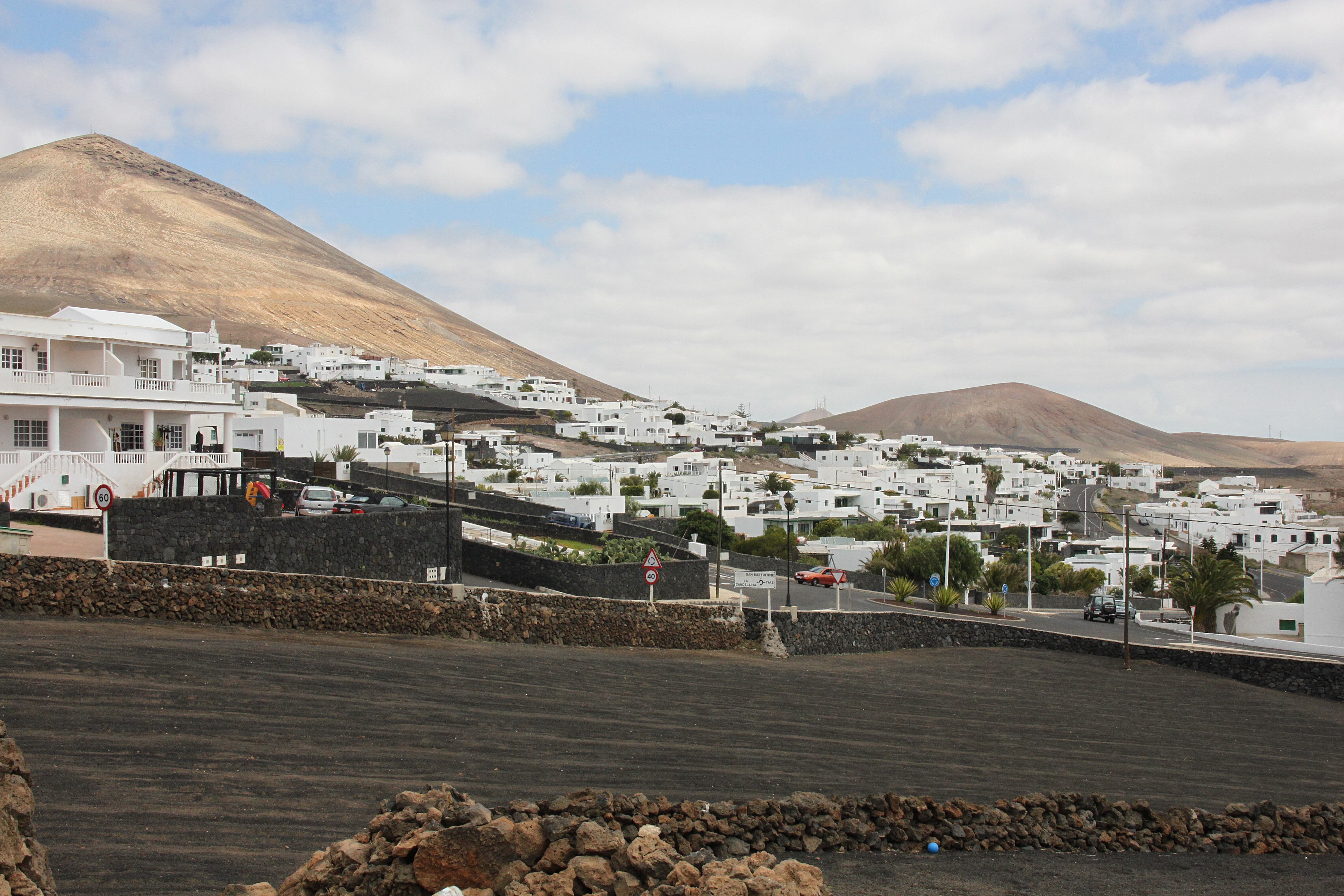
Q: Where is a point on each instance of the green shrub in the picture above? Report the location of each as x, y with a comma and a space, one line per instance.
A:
902, 589
945, 598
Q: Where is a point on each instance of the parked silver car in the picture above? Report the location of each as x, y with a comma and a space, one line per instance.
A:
316, 500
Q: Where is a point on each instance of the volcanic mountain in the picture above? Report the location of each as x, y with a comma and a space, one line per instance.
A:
92, 221
1021, 416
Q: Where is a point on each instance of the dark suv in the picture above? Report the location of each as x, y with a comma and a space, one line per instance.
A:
1103, 606
560, 518
374, 504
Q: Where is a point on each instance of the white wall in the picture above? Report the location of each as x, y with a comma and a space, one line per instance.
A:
1324, 601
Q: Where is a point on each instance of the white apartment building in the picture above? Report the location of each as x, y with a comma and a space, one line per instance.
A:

* Aim: Turn the whole listing above into a JSON list of strings, with one string for each line and no blank lines. Leave the pictures out.

* Task result:
[
  "Q: Where is a point on each instance of the green shrub in the picture above? Report the location of each as x, y with a comma and a space, one line per instance.",
  "A:",
  "902, 589",
  "945, 598",
  "Q: Where is a point on each instance of the parked silver car in the picture above? Report the location of each as x, y with a comma and a space, one line per instance.",
  "A:",
  "316, 500",
  "Q: Where is a point on each instance of the volcanic mountain in the picture above? Report the location of each as x, y with a comma and a space, one line per instance.",
  "A:",
  "92, 221",
  "1021, 416",
  "Q: Where is a point on each instance of the dark suv in the picture above? Report the location of each as x, y with a comma and a space, one line per instance.",
  "A:",
  "1103, 606",
  "560, 518",
  "374, 504",
  "Q: Where is a point on each instance of the white wall in the picture above? Report the location of each as x, y with a comma and a space, one line per instance.",
  "A:",
  "1324, 601",
  "Q: Where is a point on each instance of the white apartment building in the picture above? Report the location of each as x, y with a comma and a space, one line per instance.",
  "A:"
]